The request: Rewrite the lines from the one containing "the www.tourclub.com.ua text?" through the one containing "380,108,824,230", inclusive, with "region" swapped for "area" and nothing else altered.

Task input:
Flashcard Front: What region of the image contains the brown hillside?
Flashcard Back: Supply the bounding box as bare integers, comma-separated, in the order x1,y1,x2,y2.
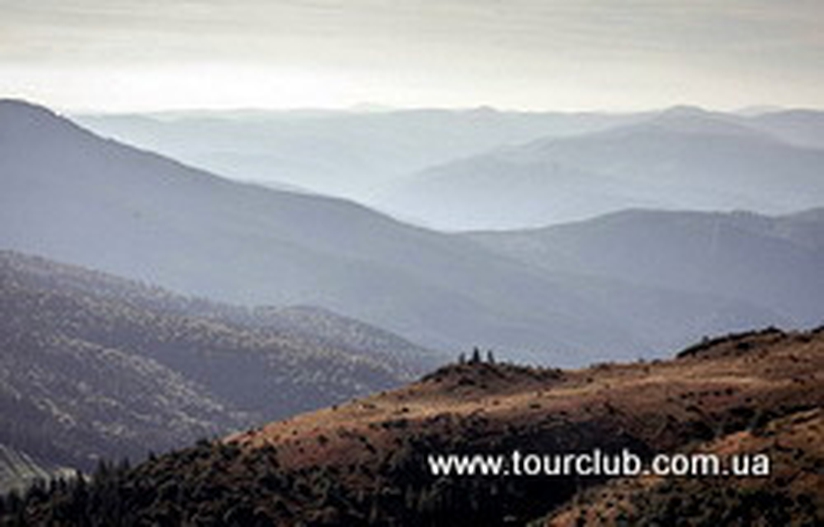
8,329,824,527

--

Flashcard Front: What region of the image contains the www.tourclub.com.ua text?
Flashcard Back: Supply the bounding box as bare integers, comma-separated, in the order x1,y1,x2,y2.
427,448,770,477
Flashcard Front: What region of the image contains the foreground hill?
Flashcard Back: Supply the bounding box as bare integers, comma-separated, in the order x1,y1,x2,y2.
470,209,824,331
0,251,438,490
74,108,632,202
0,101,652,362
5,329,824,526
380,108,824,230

Reply:
Flashcard Front: What area of the image contains the www.tourclub.com.ua text?
Flashcard Back: Supply the bounding box as bare integers, comma-separated, in the order x1,y1,x2,y2.
427,448,770,477
Flashcard Front: What area of the image contains the foreground hill?
Flashcard Back: Supply the bounding box as bare integers, comma-separated, in the order x1,y1,x2,y2.
470,209,824,331
0,251,438,490
74,108,632,202
0,101,652,362
5,329,824,526
380,108,824,230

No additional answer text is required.